─── Dataset excerpts

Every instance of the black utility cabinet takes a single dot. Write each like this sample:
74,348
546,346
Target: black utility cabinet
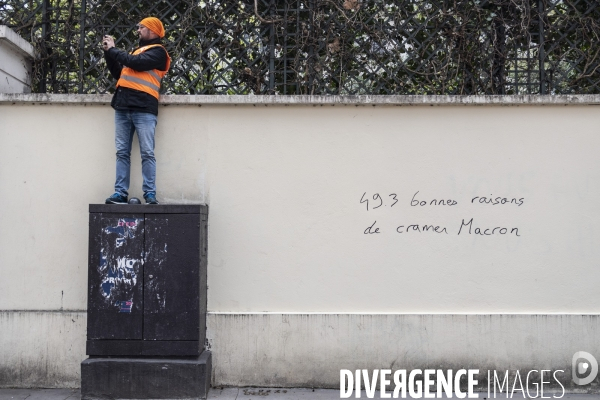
146,290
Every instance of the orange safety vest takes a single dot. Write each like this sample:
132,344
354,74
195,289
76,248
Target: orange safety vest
144,81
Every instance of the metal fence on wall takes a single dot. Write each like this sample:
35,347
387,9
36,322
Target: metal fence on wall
324,46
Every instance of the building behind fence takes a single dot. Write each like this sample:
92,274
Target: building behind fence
319,47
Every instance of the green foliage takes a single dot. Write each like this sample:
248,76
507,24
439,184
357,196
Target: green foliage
325,46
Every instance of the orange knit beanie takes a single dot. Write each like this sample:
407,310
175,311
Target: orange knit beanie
154,25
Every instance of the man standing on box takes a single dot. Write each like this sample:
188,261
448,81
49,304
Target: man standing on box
136,104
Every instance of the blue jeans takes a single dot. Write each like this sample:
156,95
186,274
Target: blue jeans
126,122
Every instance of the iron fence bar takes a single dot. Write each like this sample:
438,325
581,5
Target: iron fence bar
82,34
541,54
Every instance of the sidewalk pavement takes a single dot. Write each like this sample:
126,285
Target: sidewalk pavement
238,394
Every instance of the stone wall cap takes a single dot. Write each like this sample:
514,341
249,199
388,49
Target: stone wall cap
331,100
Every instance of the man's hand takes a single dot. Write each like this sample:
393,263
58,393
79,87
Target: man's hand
108,42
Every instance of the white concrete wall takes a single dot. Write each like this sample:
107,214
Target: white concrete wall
286,232
16,57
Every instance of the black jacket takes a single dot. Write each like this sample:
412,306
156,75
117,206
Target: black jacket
131,99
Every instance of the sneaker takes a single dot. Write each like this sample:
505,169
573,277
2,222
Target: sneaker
150,198
116,199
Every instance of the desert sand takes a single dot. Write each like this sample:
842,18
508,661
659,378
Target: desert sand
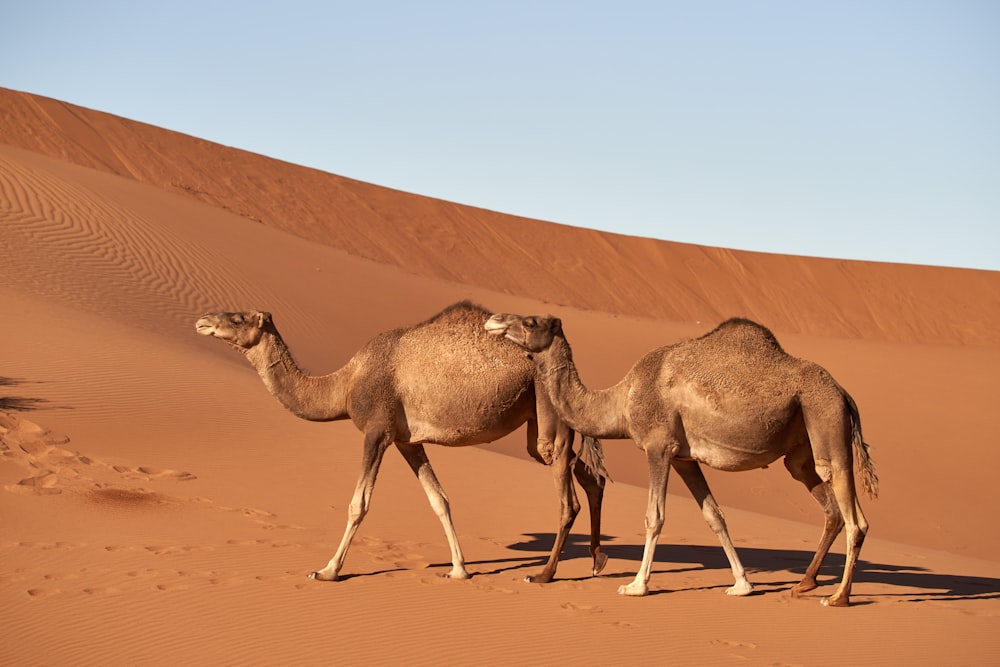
158,506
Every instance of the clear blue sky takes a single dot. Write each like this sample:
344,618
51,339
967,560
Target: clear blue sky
855,129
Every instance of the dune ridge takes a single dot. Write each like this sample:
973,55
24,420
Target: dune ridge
509,254
158,506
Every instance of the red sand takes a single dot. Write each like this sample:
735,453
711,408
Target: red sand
159,506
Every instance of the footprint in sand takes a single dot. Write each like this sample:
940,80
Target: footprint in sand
42,592
55,468
574,606
732,644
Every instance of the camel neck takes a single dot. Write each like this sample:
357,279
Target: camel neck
315,398
599,414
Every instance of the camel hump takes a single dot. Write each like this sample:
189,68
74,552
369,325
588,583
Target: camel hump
463,311
745,333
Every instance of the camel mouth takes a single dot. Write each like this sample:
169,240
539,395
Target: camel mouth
494,327
205,328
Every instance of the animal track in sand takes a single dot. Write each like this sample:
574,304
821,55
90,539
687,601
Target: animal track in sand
53,468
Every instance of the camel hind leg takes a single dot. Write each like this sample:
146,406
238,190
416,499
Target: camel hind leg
802,467
695,480
374,449
416,457
831,441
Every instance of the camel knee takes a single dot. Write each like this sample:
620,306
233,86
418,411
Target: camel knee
440,505
714,517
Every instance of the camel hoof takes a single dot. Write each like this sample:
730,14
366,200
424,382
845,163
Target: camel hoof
600,560
802,587
633,590
740,589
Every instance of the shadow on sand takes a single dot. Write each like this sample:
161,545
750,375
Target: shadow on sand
673,558
20,403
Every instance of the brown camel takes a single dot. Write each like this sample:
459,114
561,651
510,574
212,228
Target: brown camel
443,381
732,399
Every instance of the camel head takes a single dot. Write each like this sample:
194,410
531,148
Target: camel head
241,330
532,332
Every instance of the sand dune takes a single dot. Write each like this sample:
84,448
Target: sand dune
159,506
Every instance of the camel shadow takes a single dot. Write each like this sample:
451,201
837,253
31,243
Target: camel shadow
674,558
21,403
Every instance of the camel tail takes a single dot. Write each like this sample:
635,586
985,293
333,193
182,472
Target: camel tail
592,456
862,457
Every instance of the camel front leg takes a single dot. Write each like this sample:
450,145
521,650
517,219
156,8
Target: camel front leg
569,505
658,457
593,485
374,449
421,467
695,480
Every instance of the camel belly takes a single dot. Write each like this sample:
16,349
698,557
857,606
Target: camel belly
734,444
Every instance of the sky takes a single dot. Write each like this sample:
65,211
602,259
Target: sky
852,129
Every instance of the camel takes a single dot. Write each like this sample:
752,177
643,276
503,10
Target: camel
443,381
732,399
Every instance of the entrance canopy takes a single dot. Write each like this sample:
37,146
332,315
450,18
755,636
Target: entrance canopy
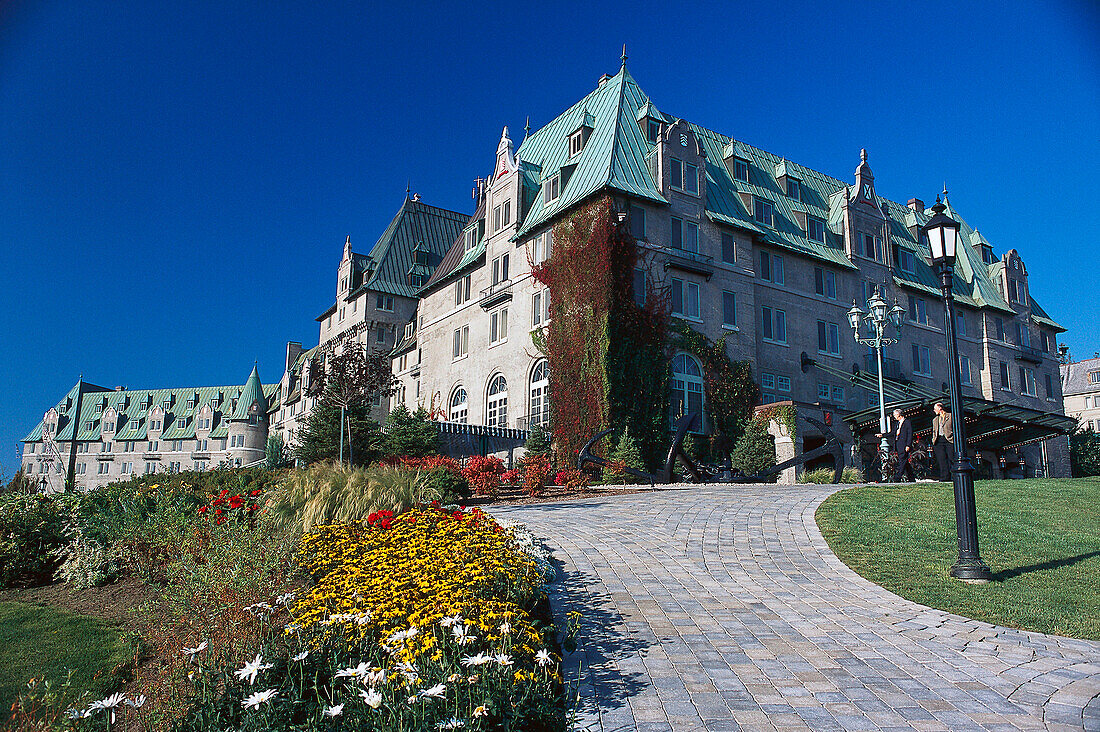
989,425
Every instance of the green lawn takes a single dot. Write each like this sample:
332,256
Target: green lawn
43,642
1041,538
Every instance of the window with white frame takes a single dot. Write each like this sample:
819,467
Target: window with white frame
496,405
815,229
684,176
965,377
499,269
540,307
540,394
684,235
922,360
773,325
762,211
686,386
461,345
684,298
825,282
459,408
498,326
728,308
828,338
1027,382
771,268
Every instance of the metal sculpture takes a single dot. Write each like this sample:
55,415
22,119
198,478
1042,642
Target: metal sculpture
712,472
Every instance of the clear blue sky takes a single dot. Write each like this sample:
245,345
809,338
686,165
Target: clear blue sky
176,179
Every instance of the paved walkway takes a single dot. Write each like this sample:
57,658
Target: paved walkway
724,609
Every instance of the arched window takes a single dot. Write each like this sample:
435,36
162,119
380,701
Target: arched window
686,385
540,394
496,408
459,408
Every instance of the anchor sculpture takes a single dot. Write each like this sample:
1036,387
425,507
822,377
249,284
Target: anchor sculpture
714,473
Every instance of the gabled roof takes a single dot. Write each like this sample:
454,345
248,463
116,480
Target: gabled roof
391,260
132,419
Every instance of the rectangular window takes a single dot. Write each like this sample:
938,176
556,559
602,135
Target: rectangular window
825,283
498,326
728,248
551,188
461,346
638,222
917,310
828,338
728,308
762,211
965,378
922,360
815,229
773,325
1027,382
741,170
771,268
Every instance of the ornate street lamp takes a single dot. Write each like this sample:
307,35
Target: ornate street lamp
877,323
943,233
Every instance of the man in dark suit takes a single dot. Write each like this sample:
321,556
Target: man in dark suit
942,436
902,435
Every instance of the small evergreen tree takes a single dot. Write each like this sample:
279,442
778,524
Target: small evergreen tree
538,440
411,434
626,454
319,437
755,450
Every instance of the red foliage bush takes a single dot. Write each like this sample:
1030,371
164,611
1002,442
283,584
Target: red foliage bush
483,473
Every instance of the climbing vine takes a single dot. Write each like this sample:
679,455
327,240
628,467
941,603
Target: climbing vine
596,380
727,384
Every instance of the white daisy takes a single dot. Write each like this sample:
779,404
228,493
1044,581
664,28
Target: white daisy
259,698
251,669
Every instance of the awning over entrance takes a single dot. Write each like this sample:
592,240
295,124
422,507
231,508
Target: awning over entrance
989,425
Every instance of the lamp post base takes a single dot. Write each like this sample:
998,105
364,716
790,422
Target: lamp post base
974,571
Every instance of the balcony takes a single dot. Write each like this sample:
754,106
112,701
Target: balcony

──────

Transcribe every entry above exactly. Omit all pictures.

Every instance of the black utility cabinet takes a single dot. Write each like this sample:
74,348
546,346
Target: black utility cabinet
146,290
Every instance of the orange safety vest takes a single dot. Write each like this sample:
132,344
354,74
195,289
76,248
Target: orange safety vest
144,81
Every instance of the metal fence on wall takes a single dot. Write each like this sample:
35,347
387,9
36,322
Target: metal fence on wall
324,46
Every instance of the building behind fence takes a single dot. Write each like this sample:
92,274
Target: building behind fence
319,47
Every instance of the green foliage takes a single dot. Write each like this sample:
248,76
507,24
439,184
357,196
Target: green foliage
325,46
Every instance of the orange knit beanie takes a single dot. Write each like this sample:
407,310
175,311
Target: orange knit beanie
154,25
Every instance of the man standing on box takes a single dot. Write each like this sample:
188,261
448,81
49,304
Target: man standing on box
136,104
Every instance of the blue jeans takes a single dot. Write each like this sample:
156,95
186,274
Target: blue jeans
126,122
Every instance of the iron fence bar takes a single dot. Write each like this sample:
438,325
581,5
Target: iron fence bar
82,34
541,54
Every instance of the sidewalk pavement takes a single dot. Write each like this sample:
126,285
Target: sidewalk pavement
238,394
Every instance of the stone wall cap takes a single dot. Write each like this sample:
514,341
249,199
388,49
Target: stone wall cap
331,100
Every instance of the man's hand takes a single dot. Write each like this sample:
393,263
58,393
79,87
Target: man's hand
108,42
Every instance of the white concrete wall takes a single dot. Write each like this sample:
107,214
Target: white concrete wall
286,232
16,57
Every instance of the black jacket takes a single dot. Write each like this sample:
412,306
156,75
117,206
Target: black jacket
131,99
Every instance of the sneaker takes a single dot. Write each like this sample:
505,169
573,277
2,222
Target: sneaker
150,198
116,199
Every instance of the desert sand takes a single dot. Write each like this sample:
842,18
508,661
659,378
Target: desert sand
158,506
Every instance of the clear blue sky takes a single dot. Write each like this sample:
344,618
51,339
967,560
Target: clear blue sky
855,129
Every instance of the dune ridge takes a single dot. Write each like this sample:
973,55
24,420
Target: dune ridge
509,254
158,506
Every instance of the red sand takes a single dot. Write each like this sample:
735,453
711,408
Target: red sand
159,506
Every instance of the footprint in sand takes a single dot. Write each like this sample:
940,80
Target: footprint in sand
42,592
55,468
574,606
732,644
Every instance of the camel neck takes a single dot. Write each like this sample:
357,279
Target: camel neck
315,398
599,414
Every instance of the camel hump takes a single dot. Write each like this sample:
189,68
74,552
369,325
588,583
Target: camel hump
463,311
745,333
Every instance of the camel mouth takes a single dot. Write each like this sample:
169,240
539,395
Target: camel mouth
494,327
205,328
Every instance of the animal track in sand takes a single dot. Write each like this sample:
574,304
821,55
90,539
687,601
Target: animal track in sand
53,468
Every instance of the camel hind leg takes a single dot. Write each like this sample:
146,406
238,190
416,499
Target: camel hind leg
802,467
695,480
374,449
416,457
831,441
Every instance of the camel knee takes a single dot. Write each like this sample:
620,306
233,86
418,411
Target: camel knee
440,505
714,517
Every instance of the camel hoof takes a single dot. Write each like this sample:
730,14
366,200
424,382
845,163
Target: camel hoof
600,560
802,587
633,590
740,589
Every instance of the shadow on sand takes a single dot. Write each like this sample:
161,545
750,375
Target: shadow on sand
673,558
20,403
Every instance of the brown camel takes a single dot. Write each like this sample:
459,114
561,651
510,574
212,228
Target: brown camel
443,381
732,399
Every instance of the camel head takes a single dot. Write each like this sample:
194,410
531,148
Target: camel head
241,330
532,332
Every instance of the sand dune takes a single dot. Write each like this sample:
84,448
Target: sand dune
159,506
Every instance of the camel shadow takes a single dot. Write each like this sample:
451,201
837,253
31,243
Target: camel shadow
674,558
21,403
Every instance of the camel tail takes a single dot. Write each like this sample:
635,586
985,293
333,193
182,472
Target: camel tail
592,456
862,457
Every instance of the camel front leg takes a single dot. Write each like this sample:
450,145
521,650
517,219
156,8
Target: camel front leg
569,505
658,457
593,485
374,449
421,467
695,480
Every instance of the camel belly takes a single dot. Write each like this sample:
16,349
698,557
857,606
Target: camel belly
734,444
Every instance of the sky takes a single dot. Write each like this sample:
65,211
602,259
Target: sky
852,129
Every instance of the camel takes a single dot. Write each like this sample:
752,177
643,276
503,10
Target: camel
443,381
732,399
Every instance of the entrance canopy takes a single dot. Write each like this sample:
37,146
332,315
450,18
755,636
Target: entrance canopy
989,425
Every instance of the green lawn takes a single dot. Write each like this sample:
332,256
Target: green lawn
43,642
1041,538
Every instance of the window with white frame takes a single dot. Write each like this sample:
819,467
Target: window with white frame
496,405
815,229
684,176
965,377
499,269
540,307
540,394
684,235
922,360
773,325
762,211
686,386
461,345
684,298
825,282
459,408
498,326
728,308
828,338
1027,382
771,268
Every instance of the metal sculpture takes a single dot. Write each like this sample:
55,415
22,119
198,478
1042,642
Target: metal sculpture
712,472
Every instance of the clear blue sky takes a single dot. Write each like this sample:
245,345
809,338
686,165
Target: clear blue sky
176,179
Every instance of the paved walkway takes a single dot. Write each like this sample:
57,658
Target: paved walkway
724,609
Every instance of the arched window takes a single dot. Write each like this sample:
435,36
162,119
380,701
Target: arched window
686,385
540,394
496,408
459,408
Every instance of the anchor sculpture takes a single dot. Write each like this sample:
1036,387
425,507
822,377
249,284
Target: anchor sculpture
714,473
Every instance of the gabled roof takes a single dot. Write each like this sample:
454,345
248,463
116,480
Target: gabled roof
391,260
132,419
Every instance of the rectangular window takes a single dot. Write each like this sample:
938,176
556,559
602,135
Target: rectangular window
825,283
498,326
728,248
551,188
461,346
638,222
917,310
828,338
728,308
762,211
965,378
922,360
815,229
773,325
1027,382
741,170
771,268
Every instance of the ornate street lamp takes a single dot. Write each like this sample:
307,35
Target: ornate street lamp
877,323
943,233
Every instance of the man in dark suit takes a single dot. Write each like this sample:
321,556
Target: man in dark suit
942,436
902,435
Every instance of the small evergreen tree takes a single dot. Write each like this sample:
279,442
778,524
Target: small evergreen tree
538,440
411,434
626,454
319,437
755,450
Every instance of the red foliage bush takes a single dot. Write each like this sample:
1030,371
164,611
1002,442
283,584
Target: red foliage bush
483,473
Every instance of the climbing vine takes a single dot. Write each like this sample:
679,455
327,240
628,467
941,603
Target: climbing vine
596,380
727,384
Every instance of the white daisy takes a single dot. Write each like this sample:
779,404
228,493
1044,581
664,28
Target: white daisy
259,698
251,669
Every instance of the awning over entrance takes a single dot. Write each like this sample:
592,240
295,124
422,507
231,508
Target: awning over entrance
989,425
Every instance of the lamp post base takes a single dot. Write each like this sample:
998,105
364,716
790,422
Target: lamp post base
974,571
Every instance of the balcony takes a single dot. Write each like this sample:
754,106
112,701
Target: balcony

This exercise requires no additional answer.